**WHAT TO PRODUCE**
Write every line of the material out exactly as shown.

Dataset records about object locations
• • • • •

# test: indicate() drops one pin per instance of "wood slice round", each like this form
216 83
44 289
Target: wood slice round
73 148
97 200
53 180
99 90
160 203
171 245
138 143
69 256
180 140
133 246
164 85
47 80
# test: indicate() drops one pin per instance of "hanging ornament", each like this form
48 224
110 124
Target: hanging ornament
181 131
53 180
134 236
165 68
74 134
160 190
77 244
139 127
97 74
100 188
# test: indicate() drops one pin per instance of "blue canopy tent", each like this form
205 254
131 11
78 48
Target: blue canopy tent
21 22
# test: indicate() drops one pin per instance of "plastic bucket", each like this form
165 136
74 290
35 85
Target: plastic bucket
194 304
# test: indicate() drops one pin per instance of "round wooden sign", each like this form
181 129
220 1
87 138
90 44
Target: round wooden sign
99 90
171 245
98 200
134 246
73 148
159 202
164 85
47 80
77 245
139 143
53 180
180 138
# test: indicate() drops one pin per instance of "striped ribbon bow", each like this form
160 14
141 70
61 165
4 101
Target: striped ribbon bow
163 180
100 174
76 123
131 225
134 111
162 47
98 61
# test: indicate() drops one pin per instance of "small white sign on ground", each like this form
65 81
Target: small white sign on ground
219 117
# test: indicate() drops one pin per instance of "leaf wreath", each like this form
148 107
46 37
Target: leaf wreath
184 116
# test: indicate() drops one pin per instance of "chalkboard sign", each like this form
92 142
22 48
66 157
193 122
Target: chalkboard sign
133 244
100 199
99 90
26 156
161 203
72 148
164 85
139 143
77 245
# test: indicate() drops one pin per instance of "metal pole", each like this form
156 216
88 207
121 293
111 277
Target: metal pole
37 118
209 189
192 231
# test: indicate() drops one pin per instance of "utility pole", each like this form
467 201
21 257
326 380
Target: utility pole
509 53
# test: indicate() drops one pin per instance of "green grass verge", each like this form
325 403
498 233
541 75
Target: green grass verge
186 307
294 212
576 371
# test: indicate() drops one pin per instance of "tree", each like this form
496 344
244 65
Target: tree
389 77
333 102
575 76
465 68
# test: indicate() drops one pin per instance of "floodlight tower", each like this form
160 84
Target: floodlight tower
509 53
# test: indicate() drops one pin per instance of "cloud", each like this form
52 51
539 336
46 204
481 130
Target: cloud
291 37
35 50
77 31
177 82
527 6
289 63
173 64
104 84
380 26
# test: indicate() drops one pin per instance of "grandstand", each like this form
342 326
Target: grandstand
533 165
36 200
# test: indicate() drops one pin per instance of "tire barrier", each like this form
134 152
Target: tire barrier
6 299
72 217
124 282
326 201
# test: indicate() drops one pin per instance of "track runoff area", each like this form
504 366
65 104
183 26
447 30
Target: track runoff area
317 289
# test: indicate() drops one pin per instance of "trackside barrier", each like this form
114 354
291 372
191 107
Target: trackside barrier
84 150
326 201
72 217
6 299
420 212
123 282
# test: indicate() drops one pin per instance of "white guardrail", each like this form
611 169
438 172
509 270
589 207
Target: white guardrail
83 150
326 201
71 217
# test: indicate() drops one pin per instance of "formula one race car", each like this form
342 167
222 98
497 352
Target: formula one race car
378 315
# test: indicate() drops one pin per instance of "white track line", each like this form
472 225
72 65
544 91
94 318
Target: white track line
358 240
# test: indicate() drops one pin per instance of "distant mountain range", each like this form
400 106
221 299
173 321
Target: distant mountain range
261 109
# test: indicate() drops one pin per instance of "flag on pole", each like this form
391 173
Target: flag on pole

• • • • •

**TASK RESPONSE**
# test: indicate() drops one pin per instance of "wood slice round", each like this form
216 83
44 289
Target: wood slice round
73 148
97 200
53 180
99 90
160 203
171 245
138 143
69 256
180 140
133 246
164 85
47 80
# test: indicate() drops one pin per instance of "hanging ornament", each like this form
48 224
110 124
Target: hanging ornament
181 131
53 180
134 236
165 68
74 134
160 190
77 244
139 127
97 74
100 188
# test: indicate() drops one pin per instance of "blue canopy tent", each like this form
205 254
131 11
78 48
Target: blue canopy tent
21 22
# test: indicate() drops one pin per instance of "plastic bucket", each like this form
165 136
74 290
35 85
Target: plastic bucket
194 304
# test: indicate() drops one pin per instance of "round wooden sign", each like this form
181 129
220 1
87 138
90 44
Target: round wooden sign
99 90
171 245
98 200
134 246
73 148
159 202
164 85
47 80
77 245
139 143
53 180
180 138
# test: indicate() drops one pin per instance of "striped ribbon bow", each like this form
160 14
141 70
61 165
4 101
Target: striped ribbon bow
163 180
100 174
76 123
131 225
134 111
162 47
98 61
# test: indicate() drops one pin per instance of "small white sign on ground", each like this form
65 81
Target: small white sign on ground
219 117
# test: indicate() drops one pin per instance of "leaf wreath", each like this form
148 107
46 37
Target: leaf wreath
184 116
# test: indicate() drops one pin per instance of "chalkboard sign", each like this form
92 142
22 48
66 157
193 122
Target: chalkboard sign
133 244
100 199
99 90
26 156
161 203
72 148
164 85
139 143
77 245
# test: indicate() drops one pin per instance of "metal pole", each like this form
156 216
88 207
121 293
111 277
Target: metal pole
37 118
209 189
192 231
# test: indicate() drops one pin per instance of "utility pole", each like this form
467 201
21 257
326 380
Target: utility pole
509 53
# test: indicate() drops one pin per instance of "green grass verge", each like this form
325 403
498 233
541 75
Target: green grass verge
186 307
294 212
576 371
# test: indicate() drops one pin per instance of "tree", each like this form
496 344
244 65
Target: tree
389 77
333 102
575 76
465 68
# test: indicate() drops one pin per instance of "floodlight tower", each like this form
160 84
Target: floodlight tower
509 53
# test: indicate() drops one pin per instance of "cloud", each like this form
52 51
539 336
46 204
481 130
Target: cloud
291 37
35 50
77 31
177 82
527 6
289 63
173 64
104 84
380 26
# test: indicate() drops one pin per instance of "grandstand", each like this form
342 326
Target: grandstand
533 165
36 200
# test: indicate() drops one pin per instance of "tire barrier", each like this form
134 152
Target: tire barrier
6 299
72 217
124 282
326 201
# test: indicate() drops one pin per instance of "track runoff area", each like this form
504 366
65 104
183 26
447 30
Target: track runoff area
317 289
# test: indicate() drops one pin per instance of "trackside barrier", each like this form
114 354
291 372
191 107
Target: trackside barrier
84 150
326 201
72 217
6 299
420 212
123 282
# test: indicate() drops one pin per instance of "white guardrail", each like this form
611 169
438 172
509 270
589 207
Target: white guardrail
83 150
326 201
71 217
# test: indicate() drops one pin per instance of "formula one race car", each like this form
342 167
222 98
497 352
Target: formula one race car
378 315
# test: indicate() drops one pin per instance of "white track line", each like this form
472 225
72 65
544 91
94 318
Target: white track line
358 240
# test: indicate() drops one pin per instance of "distant mountain range", each like this form
400 106
221 299
173 321
Target: distant mountain range
261 109
# test: indicate() drops one pin per instance of "flag on pole", each like this form
391 173
Target: flag on pole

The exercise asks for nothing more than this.